* **DOCUMENT SECTION**
## begin

/ai-ml-lerad

Learning rules for Anomaly Detection.

Primary LanguagePython

Learning Rules for Anomaly Detection of Hostile Network Traffic
Matthew V. Mahoney and Philip K. Chan
Department of Computer Sciences
Florida Institute of Technology
Melbourne, FL 32901
{mmahoney,pkc}@cs.fit.edu
@see http://www.cs.fit.edu/~pkc/papers/icdm03.pdf

The script (src/lerad.py) handles two phases, learning and prediction, which are described in more detail below.


============================================
Arguments for python ripperk.py
============================================

	The following parameters are required in all phases:

-e: the execution method (learn|predict)
-a: the attribute file location.
-t: the training/testing file location.
-m: the model file (machine readable results).
-o: the output file (human readable results).

	The following arguments are required during the 'learn' phase:

-L: the number of pairs of examples for generating candidate rules.
-M: the maximum number of rules per pair of examples.
-S: number of examples in the sample set.
-P: the number of examples in the validation set as a percentage.

	The following arguments are required during the 'predict' phase:

-T: the threshold.
-N: the attribute that is "normal".
-V: the value of the attribute that is "normal".


============================================
Learning
============================================

	The learning part of the script reads in training cases and builds a rule model.

## end

* **LISTING**
## begin

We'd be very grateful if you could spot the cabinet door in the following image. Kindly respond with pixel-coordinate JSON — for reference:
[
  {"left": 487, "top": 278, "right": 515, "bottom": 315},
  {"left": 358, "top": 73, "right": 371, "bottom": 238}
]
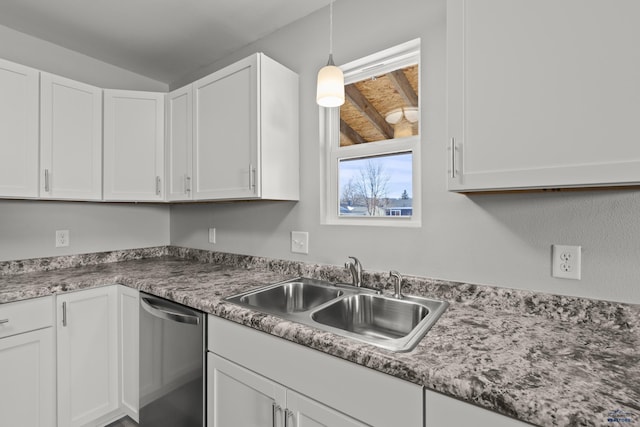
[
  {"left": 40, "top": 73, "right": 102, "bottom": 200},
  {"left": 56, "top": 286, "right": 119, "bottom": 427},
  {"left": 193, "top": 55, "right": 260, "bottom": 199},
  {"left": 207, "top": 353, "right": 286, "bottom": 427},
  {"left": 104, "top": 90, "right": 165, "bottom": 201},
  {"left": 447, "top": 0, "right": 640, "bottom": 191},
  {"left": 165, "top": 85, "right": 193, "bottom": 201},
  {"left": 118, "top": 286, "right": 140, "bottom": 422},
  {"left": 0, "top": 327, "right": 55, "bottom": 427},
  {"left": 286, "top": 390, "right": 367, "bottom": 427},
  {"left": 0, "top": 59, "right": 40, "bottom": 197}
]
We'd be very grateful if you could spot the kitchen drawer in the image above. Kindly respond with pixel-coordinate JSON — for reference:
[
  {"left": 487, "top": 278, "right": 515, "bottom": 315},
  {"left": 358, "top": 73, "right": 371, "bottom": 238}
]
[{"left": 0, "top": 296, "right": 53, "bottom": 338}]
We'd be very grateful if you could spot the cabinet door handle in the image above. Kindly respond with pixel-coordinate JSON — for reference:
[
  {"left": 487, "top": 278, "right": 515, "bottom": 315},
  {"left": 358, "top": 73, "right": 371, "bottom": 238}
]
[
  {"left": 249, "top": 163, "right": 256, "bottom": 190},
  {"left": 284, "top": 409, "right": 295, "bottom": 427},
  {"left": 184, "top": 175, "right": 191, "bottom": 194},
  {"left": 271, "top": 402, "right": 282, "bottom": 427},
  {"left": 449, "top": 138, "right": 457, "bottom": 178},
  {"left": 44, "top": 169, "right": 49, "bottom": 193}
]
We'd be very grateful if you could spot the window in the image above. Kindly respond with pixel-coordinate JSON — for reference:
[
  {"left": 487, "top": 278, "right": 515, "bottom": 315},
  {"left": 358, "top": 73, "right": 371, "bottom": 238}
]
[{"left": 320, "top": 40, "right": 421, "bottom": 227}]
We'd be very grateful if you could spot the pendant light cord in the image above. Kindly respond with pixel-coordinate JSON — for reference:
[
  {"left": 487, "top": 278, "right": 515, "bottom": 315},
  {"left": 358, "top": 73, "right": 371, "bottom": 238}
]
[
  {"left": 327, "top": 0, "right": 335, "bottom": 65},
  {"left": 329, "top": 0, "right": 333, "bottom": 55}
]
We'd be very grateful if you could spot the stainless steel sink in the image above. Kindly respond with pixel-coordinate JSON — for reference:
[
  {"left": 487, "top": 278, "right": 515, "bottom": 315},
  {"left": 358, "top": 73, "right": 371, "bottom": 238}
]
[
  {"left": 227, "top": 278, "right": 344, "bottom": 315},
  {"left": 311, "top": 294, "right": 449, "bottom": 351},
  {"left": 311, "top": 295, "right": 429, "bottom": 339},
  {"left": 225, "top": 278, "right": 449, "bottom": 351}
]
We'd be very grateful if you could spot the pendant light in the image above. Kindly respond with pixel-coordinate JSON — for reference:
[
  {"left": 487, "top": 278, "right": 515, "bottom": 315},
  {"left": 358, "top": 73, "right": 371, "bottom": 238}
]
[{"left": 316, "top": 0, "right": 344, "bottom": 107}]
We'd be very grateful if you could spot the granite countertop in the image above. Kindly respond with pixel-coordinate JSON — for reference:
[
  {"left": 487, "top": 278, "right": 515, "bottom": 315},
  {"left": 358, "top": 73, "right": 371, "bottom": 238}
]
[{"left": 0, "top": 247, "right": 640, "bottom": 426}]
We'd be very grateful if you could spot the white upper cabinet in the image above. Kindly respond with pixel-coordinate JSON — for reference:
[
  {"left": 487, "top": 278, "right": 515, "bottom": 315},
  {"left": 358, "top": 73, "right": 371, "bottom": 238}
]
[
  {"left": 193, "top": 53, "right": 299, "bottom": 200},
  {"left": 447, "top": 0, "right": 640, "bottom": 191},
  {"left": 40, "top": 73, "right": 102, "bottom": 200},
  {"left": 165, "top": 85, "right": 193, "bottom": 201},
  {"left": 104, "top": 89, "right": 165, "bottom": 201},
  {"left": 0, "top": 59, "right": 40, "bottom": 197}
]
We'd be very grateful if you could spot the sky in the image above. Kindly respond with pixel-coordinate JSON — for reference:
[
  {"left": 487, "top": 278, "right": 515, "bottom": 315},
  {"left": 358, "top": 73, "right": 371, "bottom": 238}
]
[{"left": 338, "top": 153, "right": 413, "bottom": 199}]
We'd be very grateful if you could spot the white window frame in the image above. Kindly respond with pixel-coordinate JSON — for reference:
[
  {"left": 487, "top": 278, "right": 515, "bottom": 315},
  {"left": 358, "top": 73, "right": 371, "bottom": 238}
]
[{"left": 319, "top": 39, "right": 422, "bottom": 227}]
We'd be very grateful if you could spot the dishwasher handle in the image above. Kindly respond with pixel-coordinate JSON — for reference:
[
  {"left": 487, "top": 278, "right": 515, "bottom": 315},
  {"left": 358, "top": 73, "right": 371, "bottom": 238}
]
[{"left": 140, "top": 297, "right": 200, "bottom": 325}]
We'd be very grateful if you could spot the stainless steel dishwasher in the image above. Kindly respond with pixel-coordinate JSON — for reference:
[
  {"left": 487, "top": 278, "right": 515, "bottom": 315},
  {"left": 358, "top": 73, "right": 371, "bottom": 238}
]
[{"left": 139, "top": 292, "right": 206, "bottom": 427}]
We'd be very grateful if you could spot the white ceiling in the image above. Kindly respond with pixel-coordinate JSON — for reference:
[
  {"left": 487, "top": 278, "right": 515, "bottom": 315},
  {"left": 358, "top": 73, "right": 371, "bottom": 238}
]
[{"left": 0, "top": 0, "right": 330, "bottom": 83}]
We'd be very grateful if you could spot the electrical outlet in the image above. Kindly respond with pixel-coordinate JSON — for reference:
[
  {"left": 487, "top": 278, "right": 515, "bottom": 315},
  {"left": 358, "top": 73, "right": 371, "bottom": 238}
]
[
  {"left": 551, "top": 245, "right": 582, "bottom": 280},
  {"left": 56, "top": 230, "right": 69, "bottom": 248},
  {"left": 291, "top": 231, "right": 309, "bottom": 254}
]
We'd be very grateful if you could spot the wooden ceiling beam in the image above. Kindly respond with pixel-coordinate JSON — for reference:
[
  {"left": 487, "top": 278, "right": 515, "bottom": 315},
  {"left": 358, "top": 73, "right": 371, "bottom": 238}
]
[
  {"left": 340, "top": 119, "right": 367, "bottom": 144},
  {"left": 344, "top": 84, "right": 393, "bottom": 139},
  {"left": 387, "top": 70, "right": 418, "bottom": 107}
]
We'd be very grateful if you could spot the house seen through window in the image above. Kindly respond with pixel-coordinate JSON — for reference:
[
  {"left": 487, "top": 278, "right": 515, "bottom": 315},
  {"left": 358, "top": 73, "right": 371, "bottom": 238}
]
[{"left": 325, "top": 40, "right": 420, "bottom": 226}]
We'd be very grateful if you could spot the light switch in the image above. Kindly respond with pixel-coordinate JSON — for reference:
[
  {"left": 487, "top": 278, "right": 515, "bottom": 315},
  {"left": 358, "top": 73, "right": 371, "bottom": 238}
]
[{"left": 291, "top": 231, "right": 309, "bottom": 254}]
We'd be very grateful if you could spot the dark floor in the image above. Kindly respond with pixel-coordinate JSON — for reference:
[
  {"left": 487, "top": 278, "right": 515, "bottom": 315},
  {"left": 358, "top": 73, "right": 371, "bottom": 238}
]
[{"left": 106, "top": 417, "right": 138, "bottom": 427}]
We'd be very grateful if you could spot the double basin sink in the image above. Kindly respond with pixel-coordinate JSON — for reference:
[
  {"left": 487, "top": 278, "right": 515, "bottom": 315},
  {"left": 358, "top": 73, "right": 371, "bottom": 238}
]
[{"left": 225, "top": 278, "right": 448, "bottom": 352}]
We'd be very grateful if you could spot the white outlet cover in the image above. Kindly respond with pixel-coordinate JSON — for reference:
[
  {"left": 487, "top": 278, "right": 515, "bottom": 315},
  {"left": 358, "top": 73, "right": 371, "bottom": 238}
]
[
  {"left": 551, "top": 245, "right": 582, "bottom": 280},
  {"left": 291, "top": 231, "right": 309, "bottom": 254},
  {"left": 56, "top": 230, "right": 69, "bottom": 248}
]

## end

* **LIST OF TASKS**
**1)** Do these statements agree with the LERAD readme? Answer each with yes or no and quote the words that decide it.
(a) The -P argument gives the size of the validation set as a percentage.
(b) The -o argument names the machine-readable model file.
(c) The script is located at src/lerad.py.
**2)** Answer these questions from the LERAD readme:
(a) Which department and institution are the authors listed under?
(b) What does the -M argument set?
(c) What does the learning part of the script build?
The records have no connection to the LERAD readme.

* **ANSWERS FOR THE TASKS**
**1)**
(a) Yes: "-P: the number of examples in the validation set as a percentage."
(b) No: "-o: the output file (human readable results)."
(c) Yes: "The script (src/lerad.py) handles two phases, learning and prediction"

**2)**
(a) The Department of Computer Sciences, Florida Institute of Technology.
(b) The maximum number of rules per pair of examples.
(c) A rule model.